§ **EXERCISE INPUTS**

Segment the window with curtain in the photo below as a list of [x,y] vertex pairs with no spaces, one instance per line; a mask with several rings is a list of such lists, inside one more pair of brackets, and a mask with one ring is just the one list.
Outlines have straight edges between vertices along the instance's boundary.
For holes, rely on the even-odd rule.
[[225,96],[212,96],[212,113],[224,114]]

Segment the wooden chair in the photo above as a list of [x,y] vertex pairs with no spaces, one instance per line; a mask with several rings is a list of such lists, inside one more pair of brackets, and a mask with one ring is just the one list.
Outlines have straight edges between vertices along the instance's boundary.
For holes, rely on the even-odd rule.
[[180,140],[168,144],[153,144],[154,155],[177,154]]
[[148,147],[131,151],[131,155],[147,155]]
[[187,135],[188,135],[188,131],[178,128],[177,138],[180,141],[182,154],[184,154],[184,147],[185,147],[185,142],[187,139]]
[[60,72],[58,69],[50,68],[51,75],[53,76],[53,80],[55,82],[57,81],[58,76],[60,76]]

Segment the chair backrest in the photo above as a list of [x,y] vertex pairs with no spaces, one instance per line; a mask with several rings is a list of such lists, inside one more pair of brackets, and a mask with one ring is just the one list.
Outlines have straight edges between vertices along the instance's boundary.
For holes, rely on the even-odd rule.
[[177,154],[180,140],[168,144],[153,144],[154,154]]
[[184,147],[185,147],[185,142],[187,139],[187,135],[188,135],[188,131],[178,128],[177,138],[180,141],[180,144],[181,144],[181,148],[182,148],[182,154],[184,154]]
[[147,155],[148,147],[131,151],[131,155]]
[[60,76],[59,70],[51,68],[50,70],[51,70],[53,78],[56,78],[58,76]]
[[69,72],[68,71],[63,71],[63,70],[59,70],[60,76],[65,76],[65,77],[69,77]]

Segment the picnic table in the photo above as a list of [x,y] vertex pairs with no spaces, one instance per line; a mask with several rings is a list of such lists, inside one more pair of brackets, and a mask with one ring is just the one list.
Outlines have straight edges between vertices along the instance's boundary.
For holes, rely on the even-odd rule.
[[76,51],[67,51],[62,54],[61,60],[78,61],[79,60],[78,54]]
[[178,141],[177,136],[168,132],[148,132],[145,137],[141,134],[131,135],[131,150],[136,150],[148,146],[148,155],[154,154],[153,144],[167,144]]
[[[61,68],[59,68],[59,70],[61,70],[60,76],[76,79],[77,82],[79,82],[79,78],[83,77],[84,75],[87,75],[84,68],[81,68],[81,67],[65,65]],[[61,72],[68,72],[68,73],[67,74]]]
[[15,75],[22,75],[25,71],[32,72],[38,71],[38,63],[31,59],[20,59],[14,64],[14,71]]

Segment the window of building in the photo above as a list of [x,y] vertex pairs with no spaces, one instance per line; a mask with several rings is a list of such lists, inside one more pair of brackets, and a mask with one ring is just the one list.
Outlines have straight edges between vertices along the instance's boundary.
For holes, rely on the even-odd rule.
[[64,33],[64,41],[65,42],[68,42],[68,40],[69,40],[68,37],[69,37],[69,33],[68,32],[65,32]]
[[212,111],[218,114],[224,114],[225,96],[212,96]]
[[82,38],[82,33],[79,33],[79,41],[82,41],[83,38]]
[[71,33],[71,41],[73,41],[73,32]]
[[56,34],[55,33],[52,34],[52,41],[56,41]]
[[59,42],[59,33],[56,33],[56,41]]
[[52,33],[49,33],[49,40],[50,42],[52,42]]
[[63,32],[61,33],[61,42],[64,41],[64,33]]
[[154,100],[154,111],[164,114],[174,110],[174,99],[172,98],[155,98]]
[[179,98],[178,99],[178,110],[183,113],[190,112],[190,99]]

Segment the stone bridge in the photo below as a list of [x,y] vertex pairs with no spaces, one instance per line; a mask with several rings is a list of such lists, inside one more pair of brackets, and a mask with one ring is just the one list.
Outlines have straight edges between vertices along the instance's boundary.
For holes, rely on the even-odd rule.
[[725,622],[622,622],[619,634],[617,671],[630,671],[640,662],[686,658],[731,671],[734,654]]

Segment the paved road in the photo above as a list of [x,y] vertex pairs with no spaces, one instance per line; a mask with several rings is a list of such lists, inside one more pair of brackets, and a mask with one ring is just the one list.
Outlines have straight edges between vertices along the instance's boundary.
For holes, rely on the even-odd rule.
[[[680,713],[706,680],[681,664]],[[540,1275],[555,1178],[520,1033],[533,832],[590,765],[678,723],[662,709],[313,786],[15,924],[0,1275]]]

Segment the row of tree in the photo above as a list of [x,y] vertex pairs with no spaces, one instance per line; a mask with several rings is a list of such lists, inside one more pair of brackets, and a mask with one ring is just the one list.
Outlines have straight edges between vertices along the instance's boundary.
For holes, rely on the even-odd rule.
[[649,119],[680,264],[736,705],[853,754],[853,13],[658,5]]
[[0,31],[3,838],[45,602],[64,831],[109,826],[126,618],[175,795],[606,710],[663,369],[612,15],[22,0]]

§ **WORK INSTRUCTIONS**
Reproduce all of the lines above, character for character.

§ **EXPECTED ANSWER**
Segment the window with curtain in the photo below as a list of [x,y] vertex pairs with no spaces, one instance per line; a mask with several rings is a list of such lists, inside one more pair of brackets, and a mask with one ring is just the one list.
Outlines have straight edges between vertices along the instance's boundary.
For holes, rely on the even-odd rule.
[[225,96],[212,96],[212,113],[224,114]]

Segment the wooden chair in the photo above as a list of [x,y] vertex pairs with no spaces, one instance per line; a mask with several rings is a list of such lists, inside one more pair of brackets, and a mask with one ring is just the one list.
Outlines have straight edges between vertices along the instance's boundary.
For holes, rely on the even-odd rule.
[[180,140],[168,144],[153,144],[154,155],[177,154]]
[[148,147],[131,151],[131,155],[147,155]]
[[187,135],[188,135],[188,131],[178,128],[177,138],[180,141],[182,154],[184,154],[184,147],[185,147],[185,142],[187,139]]
[[60,72],[58,69],[50,68],[51,75],[53,76],[53,80],[55,82],[57,81],[58,76],[60,76]]

Segment the chair backrest in the photo above as a list of [x,y] vertex pairs with no spaces, one instance per line; a mask with several rings is a list of such lists, inside one more pair of brackets, and a mask with one ring is just the one list.
Outlines have straight edges between vertices along the instance's boundary.
For holes, rely on the even-odd rule.
[[177,154],[180,140],[168,144],[153,144],[154,154]]
[[184,147],[185,147],[185,142],[187,139],[187,135],[188,135],[188,131],[178,128],[177,138],[180,141],[180,144],[181,144],[181,148],[182,148],[182,154],[184,154]]
[[147,155],[148,147],[131,151],[131,155]]
[[60,76],[59,70],[51,68],[50,70],[51,70],[53,78],[56,78],[58,76]]
[[69,72],[68,71],[63,71],[63,70],[59,70],[60,76],[65,76],[65,77],[69,77]]

Segment the picnic table in the photo above as a list of [x,y] vertex pairs with no spaces, one instance per line; a mask with several rings is a list of such lists, inside one more pair of brackets, and a mask with one ring is just the one list.
Outlines have straight edges between vertices along the instance's boundary.
For holes, rely on the even-odd rule.
[[76,51],[67,51],[62,54],[61,60],[78,61],[79,60],[78,54]]
[[178,141],[177,136],[168,132],[148,132],[145,137],[141,134],[131,135],[131,150],[136,150],[148,146],[148,155],[154,154],[153,144],[167,144]]
[[[61,68],[59,68],[59,70],[61,70],[60,76],[76,79],[77,82],[79,82],[79,78],[83,77],[84,75],[87,75],[84,68],[81,68],[81,67],[65,65]],[[61,72],[68,72],[68,73],[67,74]]]
[[15,75],[22,75],[25,71],[32,72],[38,71],[38,63],[31,59],[20,59],[14,64],[14,71]]

Segment the window of building in the photo above as a list of [x,y] vertex pairs with no spaces, one instance per line; a mask with several rings is a list of such lists, inside one more pair of brackets, and a mask with one ring is just the one list.
Outlines have straight edges between vertices along the instance's boundary.
For holes, rely on the even-odd rule.
[[64,33],[64,41],[65,42],[68,42],[68,40],[69,40],[68,37],[69,37],[69,33],[68,32],[65,32]]
[[212,111],[218,114],[224,114],[225,96],[212,96]]
[[82,38],[82,33],[79,33],[79,41],[82,41],[83,38]]
[[71,33],[71,41],[73,41],[73,32]]
[[56,34],[55,33],[52,34],[52,41],[56,41]]
[[59,42],[59,33],[56,33],[56,41]]
[[52,33],[49,33],[49,40],[50,42],[52,42]]
[[63,32],[61,33],[61,42],[64,41],[64,33]]
[[154,100],[154,111],[164,114],[174,110],[174,99],[172,98],[155,98]]
[[179,98],[178,99],[178,110],[183,113],[190,112],[190,99]]

Segment the stone bridge in the photo below as a list of [x,y] vertex pairs with no spaces, one instance per line; a mask with several rings is a list of such lists, inside one more pair of brackets, and a mask with one ring is just the one list.
Outlines have straight edges between vertices along the instance's boundary.
For holes, rely on the even-odd rule.
[[725,622],[622,622],[619,634],[617,671],[630,671],[640,662],[686,658],[731,671],[734,654]]

Segment the paved road in the photo above as a list of [x,y] vertex pairs with no spaces, one instance per line; a mask with several rings is a list of such lists, inside one more pair of brackets, and a mask with one ring is just the one list.
Outlines have straight edges between vertices along the instance's boundary.
For holes, rely on the even-odd rule.
[[[680,713],[706,680],[681,664]],[[540,1275],[555,1178],[520,1033],[533,832],[590,765],[678,723],[662,709],[313,786],[15,924],[0,1275]]]

Segment the row of tree in the photo above as a list of [x,y] vertex pairs with no spaces, one instance per line; a mask with several rings is a list of such lists, inside one more pair of brackets, and a mask with one ring is just the one list.
Outlines have straight edges between vertices along the instance's boundary.
For holes, rely on the even-odd rule.
[[649,119],[680,264],[736,705],[853,754],[853,13],[658,5]]
[[0,31],[3,838],[45,602],[64,831],[109,826],[126,618],[175,795],[606,710],[663,369],[612,15],[22,0]]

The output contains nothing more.